**DIRECTIONS**
The word "this" marks the lines to keep; find each one in the data and copy it.

**INFORMATION**
_ _ _ _
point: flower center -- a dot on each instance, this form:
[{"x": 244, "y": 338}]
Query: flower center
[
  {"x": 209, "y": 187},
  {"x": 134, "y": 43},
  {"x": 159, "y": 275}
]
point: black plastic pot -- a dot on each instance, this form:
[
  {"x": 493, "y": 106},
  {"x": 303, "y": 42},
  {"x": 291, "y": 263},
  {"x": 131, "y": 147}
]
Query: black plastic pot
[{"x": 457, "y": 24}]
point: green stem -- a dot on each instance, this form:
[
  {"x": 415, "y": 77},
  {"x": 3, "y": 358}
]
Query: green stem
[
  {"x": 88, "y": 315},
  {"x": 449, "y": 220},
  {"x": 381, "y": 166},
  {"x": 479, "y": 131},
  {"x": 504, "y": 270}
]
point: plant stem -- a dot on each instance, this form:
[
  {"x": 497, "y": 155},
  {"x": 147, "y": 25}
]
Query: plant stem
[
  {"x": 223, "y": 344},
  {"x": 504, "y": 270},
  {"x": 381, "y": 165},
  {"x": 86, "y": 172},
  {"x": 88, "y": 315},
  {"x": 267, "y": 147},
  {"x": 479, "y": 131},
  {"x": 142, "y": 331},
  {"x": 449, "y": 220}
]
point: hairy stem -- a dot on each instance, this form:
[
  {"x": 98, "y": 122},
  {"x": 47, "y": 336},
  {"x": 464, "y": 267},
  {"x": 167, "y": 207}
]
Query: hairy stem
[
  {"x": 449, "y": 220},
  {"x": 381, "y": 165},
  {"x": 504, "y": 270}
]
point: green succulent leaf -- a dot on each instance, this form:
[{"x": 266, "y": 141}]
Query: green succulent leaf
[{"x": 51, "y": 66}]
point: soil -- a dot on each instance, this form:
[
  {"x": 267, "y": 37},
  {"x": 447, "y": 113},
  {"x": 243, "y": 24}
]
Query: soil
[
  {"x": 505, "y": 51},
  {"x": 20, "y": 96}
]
_ _ _ _
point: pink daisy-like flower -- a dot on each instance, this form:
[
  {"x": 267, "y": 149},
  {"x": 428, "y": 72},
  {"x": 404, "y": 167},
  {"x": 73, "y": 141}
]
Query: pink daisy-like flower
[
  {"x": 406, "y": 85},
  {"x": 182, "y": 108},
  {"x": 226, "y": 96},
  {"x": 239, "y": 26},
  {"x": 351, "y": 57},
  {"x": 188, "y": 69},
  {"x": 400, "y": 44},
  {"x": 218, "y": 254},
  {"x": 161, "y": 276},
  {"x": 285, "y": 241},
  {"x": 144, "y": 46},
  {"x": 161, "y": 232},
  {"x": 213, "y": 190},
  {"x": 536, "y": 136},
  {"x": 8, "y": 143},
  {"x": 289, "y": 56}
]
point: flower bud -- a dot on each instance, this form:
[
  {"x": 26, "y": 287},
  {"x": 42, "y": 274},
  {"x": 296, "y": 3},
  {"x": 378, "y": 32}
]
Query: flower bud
_ _ _ _
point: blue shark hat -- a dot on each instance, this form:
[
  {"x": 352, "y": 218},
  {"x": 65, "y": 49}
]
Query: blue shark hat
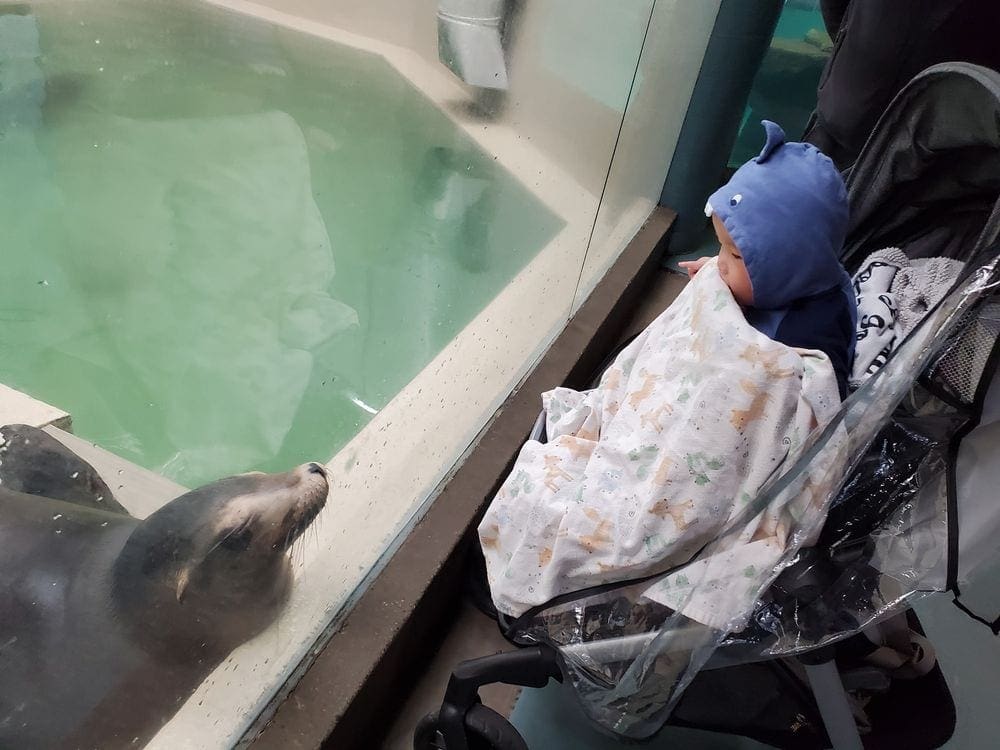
_ _ _ _
**EXERCISE RESPONSE**
point: flower center -- a dot on each instance, this form:
point: black plastic pot -- a dot on each instance, this form:
point: green stem -- a dot on each instance, this form:
point: plant stem -- a dot on each instance, this form:
point: hairy stem -- a dot on each instance, this form:
point: green succulent leaf -- a dot on each instance, this form:
point: soil -- a dot on each instance, this form:
point: pink daisy-like flower -- a dot on each instance, this form:
point: flower bud -- a dot on each instance, this form:
point: blue shark hat -- a dot on each instance, this form:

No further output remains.